-- PROBLEM 1 --
Which opponents does the passage on Thomas Schoorel name him playing against, in singles or doubles? List every one.
-- PROBLEM 2 --
Can you reproduce, unchanged, the part of the rows that opens with the line containing "blue suit in" and closes with the line containing "x=971, y=549"?

-- PASSAGE --

Thomas Schoorel (born 8 April 1989) is a retired Dutch tennis player.

Schoorel has a career high ATP singles ranking of World No. 94, achieved on 4 July 2011. He also has a career high ATP doubles ranking of World No. 299, achieved on 30 August 2010.

Career

Schoorel made his ATP Tour singles main draw debut at the 2010 If Stockholm Open on hard courts in Sweden. Having to earn his spot in the main draw by advancing through three qualifying rounds, Thomas proceeded to beat Patrik Rosenholm 6–4, 6–4, followed by Erling Tveit 6–7(2–7), 6–4, 6–4 and finally Marcel Granollers 6–4, 7–5 to secure a main draw birth. In the first round, he would go on to be defeated by German Benjamin Becker in straight sets 3–6, 0–6. He made his ATP Tour doubles main draw debut at the 2008 Dutch Open in Amersfoort, Netherlands when he was gifted entry as an alternate pair alongside compatriot Huib Troost. They were defeated in the first round by Russian duo Teimuraz Gabashvili and Denis Matsukevitch in straight sets 2–6, 4–6.

Rows excerpted from a collection:
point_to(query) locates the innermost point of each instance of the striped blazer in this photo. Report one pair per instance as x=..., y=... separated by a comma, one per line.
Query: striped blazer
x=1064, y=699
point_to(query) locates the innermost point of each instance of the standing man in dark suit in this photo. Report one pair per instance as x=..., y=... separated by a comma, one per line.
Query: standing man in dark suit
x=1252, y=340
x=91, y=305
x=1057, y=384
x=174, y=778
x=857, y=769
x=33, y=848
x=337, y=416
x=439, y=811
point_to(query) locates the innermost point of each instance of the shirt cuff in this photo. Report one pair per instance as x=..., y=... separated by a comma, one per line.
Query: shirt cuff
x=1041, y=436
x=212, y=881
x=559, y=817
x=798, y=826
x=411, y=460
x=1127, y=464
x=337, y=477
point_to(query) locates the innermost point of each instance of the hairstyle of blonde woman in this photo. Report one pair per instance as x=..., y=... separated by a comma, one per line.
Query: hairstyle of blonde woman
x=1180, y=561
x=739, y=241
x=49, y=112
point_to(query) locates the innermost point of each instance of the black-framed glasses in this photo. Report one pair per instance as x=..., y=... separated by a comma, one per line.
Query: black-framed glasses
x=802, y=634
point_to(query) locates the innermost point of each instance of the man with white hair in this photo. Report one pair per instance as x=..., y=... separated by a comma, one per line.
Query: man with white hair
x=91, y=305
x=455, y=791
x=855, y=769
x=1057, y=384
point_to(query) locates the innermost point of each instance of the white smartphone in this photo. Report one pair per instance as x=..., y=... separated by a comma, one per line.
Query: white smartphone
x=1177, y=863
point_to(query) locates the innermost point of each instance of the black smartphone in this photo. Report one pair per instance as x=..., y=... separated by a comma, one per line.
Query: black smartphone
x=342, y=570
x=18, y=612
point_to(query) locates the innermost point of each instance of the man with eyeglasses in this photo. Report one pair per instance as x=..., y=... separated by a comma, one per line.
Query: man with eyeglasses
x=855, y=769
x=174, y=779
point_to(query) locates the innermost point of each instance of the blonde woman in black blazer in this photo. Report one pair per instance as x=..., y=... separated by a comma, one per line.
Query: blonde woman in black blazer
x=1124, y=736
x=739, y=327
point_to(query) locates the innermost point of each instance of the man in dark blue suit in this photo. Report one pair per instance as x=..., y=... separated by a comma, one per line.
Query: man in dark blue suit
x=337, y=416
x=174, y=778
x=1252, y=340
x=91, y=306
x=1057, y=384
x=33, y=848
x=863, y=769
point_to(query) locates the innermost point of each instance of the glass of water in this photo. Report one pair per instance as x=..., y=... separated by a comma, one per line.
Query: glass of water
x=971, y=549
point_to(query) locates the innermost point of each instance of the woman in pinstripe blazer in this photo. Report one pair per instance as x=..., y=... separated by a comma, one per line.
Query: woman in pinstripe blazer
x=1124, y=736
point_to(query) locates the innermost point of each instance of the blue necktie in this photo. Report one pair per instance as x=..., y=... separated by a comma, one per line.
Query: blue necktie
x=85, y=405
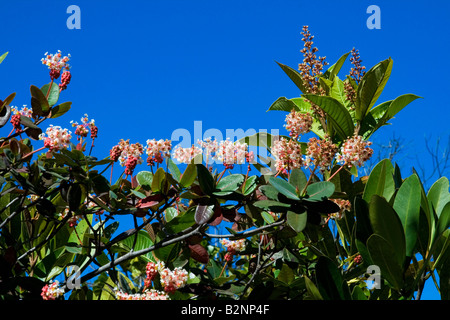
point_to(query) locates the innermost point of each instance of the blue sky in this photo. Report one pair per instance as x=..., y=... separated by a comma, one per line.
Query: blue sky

-- WRITTEN ANSWER 1 --
Patrik Rosenholm
Erling Tveit
Marcel Granollers
Benjamin Becker
Teimuraz Gabashvili
Denis Matsukevitch

-- WRITTEN ANSWER 2 --
point_to(query) locates the innermost point of each instance of the man in dark blue suit in this photo. Report one pair per instance as x=..., y=... separated by a comma, one per line.
Query: man in dark blue suit
x=337, y=416
x=174, y=778
x=1252, y=340
x=91, y=306
x=1057, y=384
x=33, y=848
x=863, y=769
point_to(query) locates the innermost point of each instance of the glass of water in this photo. Report one pair per instance as x=..., y=... separated by a comma, one per line.
Query: glass of water
x=971, y=549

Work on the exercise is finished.